▶ **PROBLEM**: Count the lines in the items below that contain the string "tree", treating uppercase and lowercase as different, and give only the number.

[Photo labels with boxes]
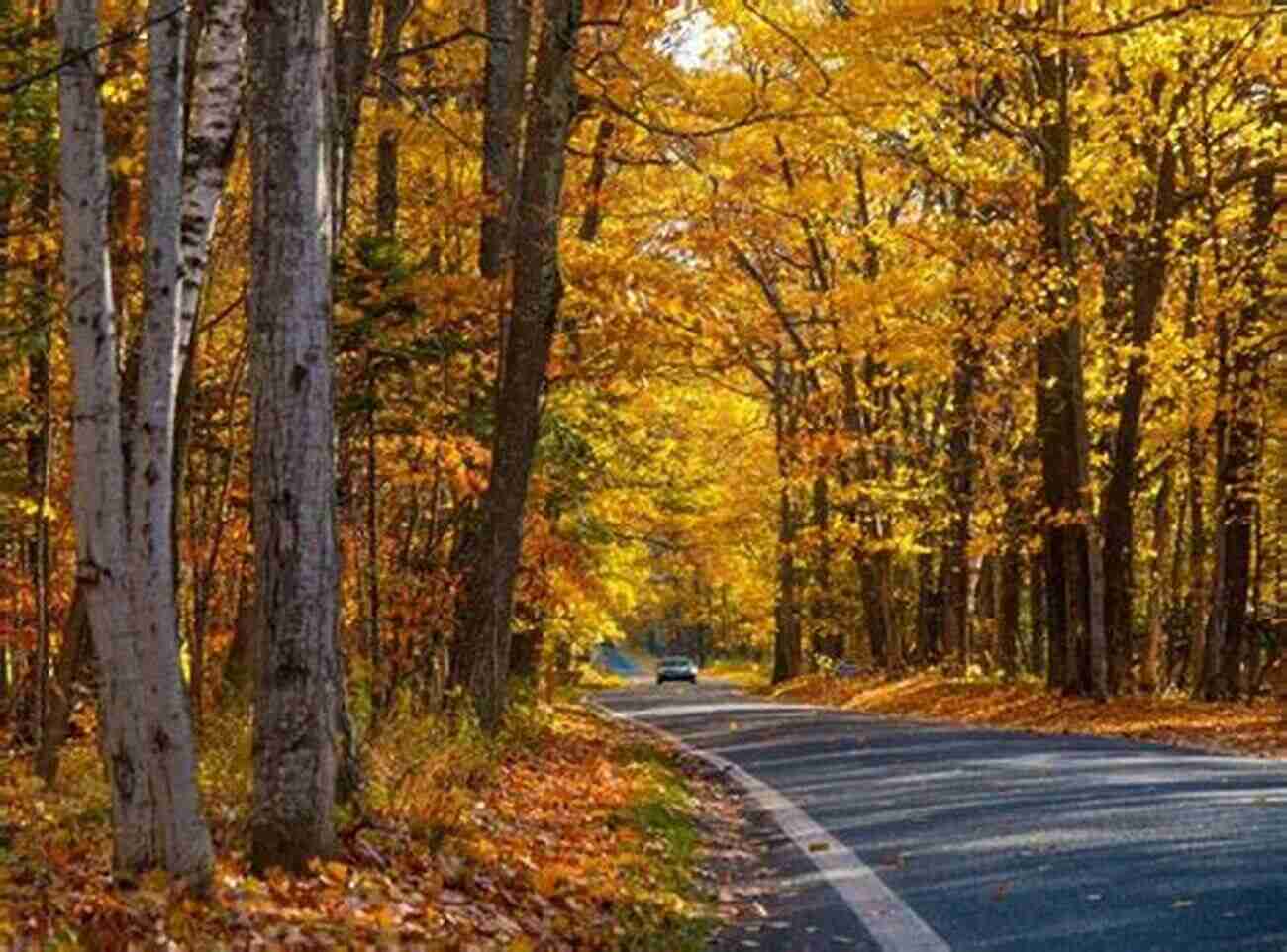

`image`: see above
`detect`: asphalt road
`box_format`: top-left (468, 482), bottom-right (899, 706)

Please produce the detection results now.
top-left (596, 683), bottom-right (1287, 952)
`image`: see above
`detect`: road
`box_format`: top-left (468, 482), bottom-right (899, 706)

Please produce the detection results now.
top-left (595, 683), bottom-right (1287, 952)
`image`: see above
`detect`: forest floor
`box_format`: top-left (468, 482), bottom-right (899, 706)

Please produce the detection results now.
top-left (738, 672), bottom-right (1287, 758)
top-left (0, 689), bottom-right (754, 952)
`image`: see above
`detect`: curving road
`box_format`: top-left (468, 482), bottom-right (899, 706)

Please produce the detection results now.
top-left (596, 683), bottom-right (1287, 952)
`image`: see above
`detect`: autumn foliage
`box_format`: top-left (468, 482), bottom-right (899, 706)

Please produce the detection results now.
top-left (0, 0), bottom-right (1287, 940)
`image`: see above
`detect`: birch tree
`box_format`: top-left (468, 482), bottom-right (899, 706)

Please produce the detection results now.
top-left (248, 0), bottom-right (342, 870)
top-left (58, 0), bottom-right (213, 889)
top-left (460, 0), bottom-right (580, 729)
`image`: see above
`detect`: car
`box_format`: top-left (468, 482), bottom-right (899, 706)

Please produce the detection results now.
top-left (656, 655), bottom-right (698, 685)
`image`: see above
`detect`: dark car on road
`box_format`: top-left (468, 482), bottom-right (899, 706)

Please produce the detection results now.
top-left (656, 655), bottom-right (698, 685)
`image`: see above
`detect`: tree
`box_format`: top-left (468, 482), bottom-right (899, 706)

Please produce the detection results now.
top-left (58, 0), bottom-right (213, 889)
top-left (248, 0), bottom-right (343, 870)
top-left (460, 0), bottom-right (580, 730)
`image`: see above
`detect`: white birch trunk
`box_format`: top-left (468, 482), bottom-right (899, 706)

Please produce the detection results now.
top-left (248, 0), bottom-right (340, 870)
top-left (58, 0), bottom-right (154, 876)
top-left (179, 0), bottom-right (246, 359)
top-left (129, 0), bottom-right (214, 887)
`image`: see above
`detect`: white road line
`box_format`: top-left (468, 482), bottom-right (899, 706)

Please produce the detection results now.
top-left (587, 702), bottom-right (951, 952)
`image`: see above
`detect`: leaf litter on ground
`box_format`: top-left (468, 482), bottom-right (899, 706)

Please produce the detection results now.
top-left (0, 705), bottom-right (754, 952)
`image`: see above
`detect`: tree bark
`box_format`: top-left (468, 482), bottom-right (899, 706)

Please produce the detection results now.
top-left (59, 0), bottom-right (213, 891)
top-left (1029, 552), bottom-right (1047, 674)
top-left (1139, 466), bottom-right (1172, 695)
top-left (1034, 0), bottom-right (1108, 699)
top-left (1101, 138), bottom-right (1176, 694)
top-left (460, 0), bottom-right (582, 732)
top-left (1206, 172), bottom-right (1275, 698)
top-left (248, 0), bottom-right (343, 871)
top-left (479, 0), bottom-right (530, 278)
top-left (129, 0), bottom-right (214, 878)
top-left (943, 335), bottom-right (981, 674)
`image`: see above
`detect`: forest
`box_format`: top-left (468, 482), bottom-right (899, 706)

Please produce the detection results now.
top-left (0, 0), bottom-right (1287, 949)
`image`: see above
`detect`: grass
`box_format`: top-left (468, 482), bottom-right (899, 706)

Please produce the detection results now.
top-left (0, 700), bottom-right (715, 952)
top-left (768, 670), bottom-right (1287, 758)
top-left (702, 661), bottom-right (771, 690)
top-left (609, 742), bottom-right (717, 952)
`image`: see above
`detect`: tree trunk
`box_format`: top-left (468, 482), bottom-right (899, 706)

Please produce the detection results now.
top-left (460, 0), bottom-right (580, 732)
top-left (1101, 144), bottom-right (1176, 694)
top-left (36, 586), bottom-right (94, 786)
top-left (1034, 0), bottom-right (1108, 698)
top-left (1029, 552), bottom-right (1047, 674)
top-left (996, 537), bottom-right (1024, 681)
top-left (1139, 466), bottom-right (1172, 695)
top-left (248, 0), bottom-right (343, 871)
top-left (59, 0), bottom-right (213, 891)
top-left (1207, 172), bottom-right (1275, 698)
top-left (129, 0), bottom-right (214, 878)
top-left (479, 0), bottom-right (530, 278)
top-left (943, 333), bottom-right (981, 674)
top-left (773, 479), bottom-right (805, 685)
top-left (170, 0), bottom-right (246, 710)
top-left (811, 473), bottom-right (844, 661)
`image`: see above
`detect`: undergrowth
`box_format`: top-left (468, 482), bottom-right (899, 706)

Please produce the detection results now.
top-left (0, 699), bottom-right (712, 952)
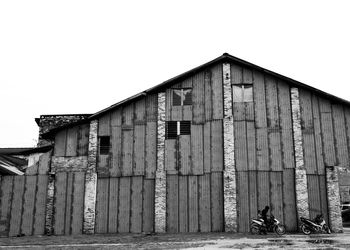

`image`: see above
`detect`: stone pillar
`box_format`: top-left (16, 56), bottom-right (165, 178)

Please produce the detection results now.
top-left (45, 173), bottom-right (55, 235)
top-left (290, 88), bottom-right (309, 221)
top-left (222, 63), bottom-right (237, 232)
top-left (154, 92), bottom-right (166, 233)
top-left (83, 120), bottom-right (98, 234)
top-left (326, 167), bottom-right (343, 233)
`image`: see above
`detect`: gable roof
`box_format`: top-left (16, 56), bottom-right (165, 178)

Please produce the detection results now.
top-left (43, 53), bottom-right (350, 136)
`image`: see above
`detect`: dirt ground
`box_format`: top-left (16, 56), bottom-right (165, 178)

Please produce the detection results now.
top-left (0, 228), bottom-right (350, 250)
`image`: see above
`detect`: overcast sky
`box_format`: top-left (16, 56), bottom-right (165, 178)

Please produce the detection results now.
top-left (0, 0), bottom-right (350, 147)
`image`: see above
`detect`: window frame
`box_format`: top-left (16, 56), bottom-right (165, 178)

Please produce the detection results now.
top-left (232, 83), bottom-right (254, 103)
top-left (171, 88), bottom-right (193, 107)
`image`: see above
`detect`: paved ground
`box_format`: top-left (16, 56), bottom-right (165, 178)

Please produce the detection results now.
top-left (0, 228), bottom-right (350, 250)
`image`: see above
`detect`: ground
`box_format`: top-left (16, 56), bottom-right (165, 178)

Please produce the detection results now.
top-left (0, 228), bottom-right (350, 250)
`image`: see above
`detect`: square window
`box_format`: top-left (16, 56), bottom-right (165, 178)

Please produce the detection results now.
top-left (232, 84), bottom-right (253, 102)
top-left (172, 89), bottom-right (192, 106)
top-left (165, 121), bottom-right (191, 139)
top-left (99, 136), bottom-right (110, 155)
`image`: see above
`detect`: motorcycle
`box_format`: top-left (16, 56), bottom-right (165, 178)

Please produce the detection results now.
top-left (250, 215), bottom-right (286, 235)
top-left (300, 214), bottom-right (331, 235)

▶ **RESPONSE**: 4